[Stored data]
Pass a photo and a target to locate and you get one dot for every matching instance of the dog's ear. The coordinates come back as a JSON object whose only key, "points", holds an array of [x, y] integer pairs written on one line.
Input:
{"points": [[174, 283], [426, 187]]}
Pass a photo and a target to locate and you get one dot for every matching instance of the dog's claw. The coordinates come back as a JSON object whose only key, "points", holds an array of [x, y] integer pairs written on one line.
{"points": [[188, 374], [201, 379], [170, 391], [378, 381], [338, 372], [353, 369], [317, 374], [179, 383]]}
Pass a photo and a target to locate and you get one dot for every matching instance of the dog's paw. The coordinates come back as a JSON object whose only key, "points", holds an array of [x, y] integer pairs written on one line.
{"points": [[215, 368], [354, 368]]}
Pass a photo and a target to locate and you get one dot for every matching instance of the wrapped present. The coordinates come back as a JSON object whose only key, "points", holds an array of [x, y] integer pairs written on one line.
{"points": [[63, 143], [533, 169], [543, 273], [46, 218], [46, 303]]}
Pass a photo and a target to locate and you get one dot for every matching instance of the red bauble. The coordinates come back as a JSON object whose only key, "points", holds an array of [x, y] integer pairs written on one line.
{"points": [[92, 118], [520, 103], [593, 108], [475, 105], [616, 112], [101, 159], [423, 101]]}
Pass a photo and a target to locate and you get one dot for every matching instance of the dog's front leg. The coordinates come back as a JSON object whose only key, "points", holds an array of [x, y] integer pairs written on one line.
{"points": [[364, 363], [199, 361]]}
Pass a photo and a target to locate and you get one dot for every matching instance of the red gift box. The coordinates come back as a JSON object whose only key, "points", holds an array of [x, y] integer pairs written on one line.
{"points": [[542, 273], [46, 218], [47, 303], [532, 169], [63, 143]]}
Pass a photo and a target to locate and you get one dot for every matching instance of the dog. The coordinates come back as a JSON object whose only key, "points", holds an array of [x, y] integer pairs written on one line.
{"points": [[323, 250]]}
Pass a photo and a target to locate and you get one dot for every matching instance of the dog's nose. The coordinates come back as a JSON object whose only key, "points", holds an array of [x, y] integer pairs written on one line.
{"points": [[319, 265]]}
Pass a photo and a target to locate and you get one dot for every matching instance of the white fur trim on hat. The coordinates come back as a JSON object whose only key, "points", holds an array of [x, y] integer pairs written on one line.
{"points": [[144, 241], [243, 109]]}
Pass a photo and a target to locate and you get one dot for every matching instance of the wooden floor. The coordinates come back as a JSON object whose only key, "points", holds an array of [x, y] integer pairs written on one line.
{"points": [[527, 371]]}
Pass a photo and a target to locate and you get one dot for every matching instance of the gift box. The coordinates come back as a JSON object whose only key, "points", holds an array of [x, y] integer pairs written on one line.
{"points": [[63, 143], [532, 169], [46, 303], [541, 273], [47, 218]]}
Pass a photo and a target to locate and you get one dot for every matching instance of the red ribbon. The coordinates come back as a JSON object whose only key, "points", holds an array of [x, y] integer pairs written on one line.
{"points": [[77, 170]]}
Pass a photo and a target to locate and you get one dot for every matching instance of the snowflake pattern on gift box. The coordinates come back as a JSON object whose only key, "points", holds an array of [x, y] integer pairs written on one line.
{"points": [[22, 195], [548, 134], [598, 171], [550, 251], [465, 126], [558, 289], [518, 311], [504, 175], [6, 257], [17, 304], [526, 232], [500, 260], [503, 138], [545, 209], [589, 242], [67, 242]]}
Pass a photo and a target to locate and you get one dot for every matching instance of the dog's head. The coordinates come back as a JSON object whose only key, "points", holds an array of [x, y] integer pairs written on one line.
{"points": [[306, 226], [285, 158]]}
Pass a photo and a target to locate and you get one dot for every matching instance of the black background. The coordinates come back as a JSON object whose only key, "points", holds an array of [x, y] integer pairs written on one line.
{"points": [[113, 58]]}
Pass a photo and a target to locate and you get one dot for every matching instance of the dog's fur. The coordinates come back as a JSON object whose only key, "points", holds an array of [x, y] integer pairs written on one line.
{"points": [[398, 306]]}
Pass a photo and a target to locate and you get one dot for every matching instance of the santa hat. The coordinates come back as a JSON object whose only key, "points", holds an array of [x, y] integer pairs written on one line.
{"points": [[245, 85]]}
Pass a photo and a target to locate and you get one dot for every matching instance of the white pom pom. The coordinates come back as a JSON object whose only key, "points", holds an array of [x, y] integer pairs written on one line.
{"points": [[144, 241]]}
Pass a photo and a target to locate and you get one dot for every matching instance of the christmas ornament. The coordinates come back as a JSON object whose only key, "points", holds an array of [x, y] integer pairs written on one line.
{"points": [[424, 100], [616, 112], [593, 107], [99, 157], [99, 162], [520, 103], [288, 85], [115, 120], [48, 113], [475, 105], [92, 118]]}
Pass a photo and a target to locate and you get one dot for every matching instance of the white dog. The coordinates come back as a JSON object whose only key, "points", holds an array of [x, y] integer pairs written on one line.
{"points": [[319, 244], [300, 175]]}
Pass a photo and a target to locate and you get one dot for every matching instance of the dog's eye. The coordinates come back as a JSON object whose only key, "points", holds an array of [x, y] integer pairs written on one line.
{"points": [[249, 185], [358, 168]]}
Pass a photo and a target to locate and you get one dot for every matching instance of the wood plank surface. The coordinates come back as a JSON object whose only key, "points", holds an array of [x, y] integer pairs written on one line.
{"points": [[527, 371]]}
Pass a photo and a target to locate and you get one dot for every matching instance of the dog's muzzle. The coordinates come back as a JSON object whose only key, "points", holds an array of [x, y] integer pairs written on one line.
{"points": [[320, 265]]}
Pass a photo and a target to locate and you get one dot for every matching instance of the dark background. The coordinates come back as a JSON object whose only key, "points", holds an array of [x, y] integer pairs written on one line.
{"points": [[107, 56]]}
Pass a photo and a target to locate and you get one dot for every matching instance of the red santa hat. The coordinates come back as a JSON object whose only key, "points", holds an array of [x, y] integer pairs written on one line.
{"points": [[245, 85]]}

Activity ▸
Please output the records shown above, with every character intact.

Result of the exercise ▸
Pass a photo and a target to locate and you get one dot for every matching instance of the dog's ear. The coordinates come back as a JSON object whose only key, "points", holds an array of [x, y] integer pairs written on one line.
Input:
{"points": [[174, 283], [426, 187]]}
Pass a photo and a target to locate and you get one dot for every matching instance of the dog's claw. The coordinates come back as a JSON object whose only key, "points", holds an array of [x, y] integer pairs written on one line.
{"points": [[188, 374], [201, 379], [170, 391], [378, 381], [338, 372], [353, 369], [317, 374], [179, 383]]}
Pass a photo and a target to locate and you get one dot for every matching instance of the dog's paw. The coordinates come back as a JSON object whose only key, "points", holds an array of [x, y] integer pairs written on one line.
{"points": [[215, 368], [354, 368]]}
Pass a photo and a target to locate and you get one dot for every matching instance of the wrapped present. The coordinates come back as a JSON object whose only key, "points", holds an array of [x, y] integer pairs written on one line.
{"points": [[63, 143], [533, 169], [543, 273], [46, 218], [46, 303]]}
Pass a photo and a target to locate and you get one dot for every matching instance of the red bauble. The coordinates come back as a JSON object whose only key, "points", holds an array of [x, y] integer pairs written on one line.
{"points": [[92, 118], [520, 103], [593, 108], [475, 105], [616, 112], [101, 159], [423, 101]]}
Pass a photo and a target to locate and you get one dot for every matching instance of the dog's front leg. The coordinates come back as a JSON object whose only key, "points", holds an array of [x, y] integer pairs written on one line.
{"points": [[364, 363], [199, 361]]}
Pass a photo and a target to locate and you get one dot for every matching instance of the red gift box. The coordinates come back as a JSON object whose only key, "points", holds an array of [x, y] integer pairs written on one line.
{"points": [[542, 273], [46, 218], [47, 303], [532, 169], [63, 143]]}
Pass a photo and a target to locate and you get one dot for every matching instance of the dog. The coordinates come back as a JSON object whose only key, "points", holds an array of [x, y] integer pairs written on one line.
{"points": [[323, 250]]}
Pass a photo and a target to locate and you get one dot for every matching instance of the dog's nose. The coordinates come back as a JSON object whose only key, "points", holds an array of [x, y] integer pairs written on one line.
{"points": [[319, 265]]}
Pass a photo and a target to locate and you get one dot for every matching instance of the white fur trim on hat. The coordinates come back as a JSON object whose only key, "points", holds an array of [x, y] integer pairs written on one line.
{"points": [[144, 241], [243, 109]]}
Pass a photo and a target to locate and you get one dot for every matching instance of the wooden floor. The coordinates come back as a JSON object whose only key, "points", holds an array of [x, y] integer pairs written on one line.
{"points": [[527, 371]]}
Pass a photo and a target to locate and you get one dot for every matching instance of the gift box. The coordinates come back as a JSON object whose only key, "points", holds an array of [x, y] integer pairs written on one line.
{"points": [[63, 143], [532, 169], [46, 303], [541, 273], [47, 218]]}
Pass a photo and a target to locate and you get one dot for every matching instance of the red ribbon. The coordinates come back as a JSON object whose only key, "points", holds an array of [x, y] integer pairs written on one line.
{"points": [[77, 170]]}
Pass a photo and a target to locate and you get one dot for every matching instance of the snowflake pattern on gift box. The coordinates come back as a JSON object whose only key, "points", holds an array of [x, y] integer pairs written on one line.
{"points": [[22, 195], [548, 134], [598, 171], [550, 251], [465, 126], [558, 289], [518, 311], [504, 175], [6, 257], [17, 304], [526, 232], [500, 260], [503, 138], [545, 209], [589, 242], [67, 242]]}
Pass a photo and a target to locate and you get one dot for every matching instance of the dog's head. The coordinates come back as a JSON object whose only key, "points", holds an array of [x, y] integer pairs written on one line.
{"points": [[306, 226], [285, 158]]}
Pass a photo and a target to locate and you get one dot for every matching instance of the black background. The coordinates come back as a JSON object whose only key, "points", holds an array of [x, y] integer pairs written on one line.
{"points": [[113, 58]]}
Pass a photo and a target to locate and you get one dot for every matching instance of the dog's fur. The coordinates come back as a JSON object whose only key, "points", holds an array of [x, y] integer pairs written on one line.
{"points": [[398, 306]]}
Pass a photo and a target to locate and you get one dot for every matching instance of the santa hat. The coordinates come back as a JSON object whose only key, "points", holds an array of [x, y] integer pairs written on one line.
{"points": [[245, 85]]}
Pass a photo and a target to locate and you get one dot for every matching instance of the white pom pom. The coordinates come back as a JSON object whose only key, "points", holds an array of [x, y] integer pairs written on one line.
{"points": [[144, 241]]}
Pass a photo and a target to locate and you get one dot for every matching instance of the christmas ornament. The coordinates come back as a JSON object whose only key, "points", holds an array of [x, y] integer pairs written on one line.
{"points": [[424, 100], [616, 112], [593, 107], [99, 157], [99, 162], [520, 103], [288, 85], [115, 120], [48, 113], [475, 105], [92, 118]]}
Pass a photo and a target to locate and you get one dot for every matching instance of the white dog. The coordinates come back as a JSON object whose only key, "points", holds an array of [x, y] integer pairs written on one line.
{"points": [[319, 244], [300, 175]]}
Pass a photo and a target to locate and you get one dot for every matching instance of the dog's eye. The coordinates come back as a JSON object whose only key, "points", holds an array of [x, y] integer pairs written on one line.
{"points": [[249, 185], [358, 168]]}
Pass a photo and a target to locate and you get one dot for every matching instance of the wood plank surface. The coordinates come back as a JSON object whose only key, "points", holds an array of [x, y] integer pairs written on one line.
{"points": [[527, 371]]}
Pass a photo and a target to locate and you get one dot for every matching instance of the dog's muzzle. The coordinates come back as a JSON object whose only key, "points", holds an array of [x, y] integer pairs written on one line.
{"points": [[320, 265]]}
Pass a photo and a target to locate and you get one dot for every matching instance of the dark background. The coordinates come back as a JSON object whose only key, "points", holds an array of [x, y] integer pairs written on one line.
{"points": [[107, 56]]}
Pass a photo and a target to locate and you get one dot for every matching instance of the red santa hat. The coordinates come back as a JSON object whose only key, "points", holds an array of [x, y] integer pairs written on one line.
{"points": [[245, 85]]}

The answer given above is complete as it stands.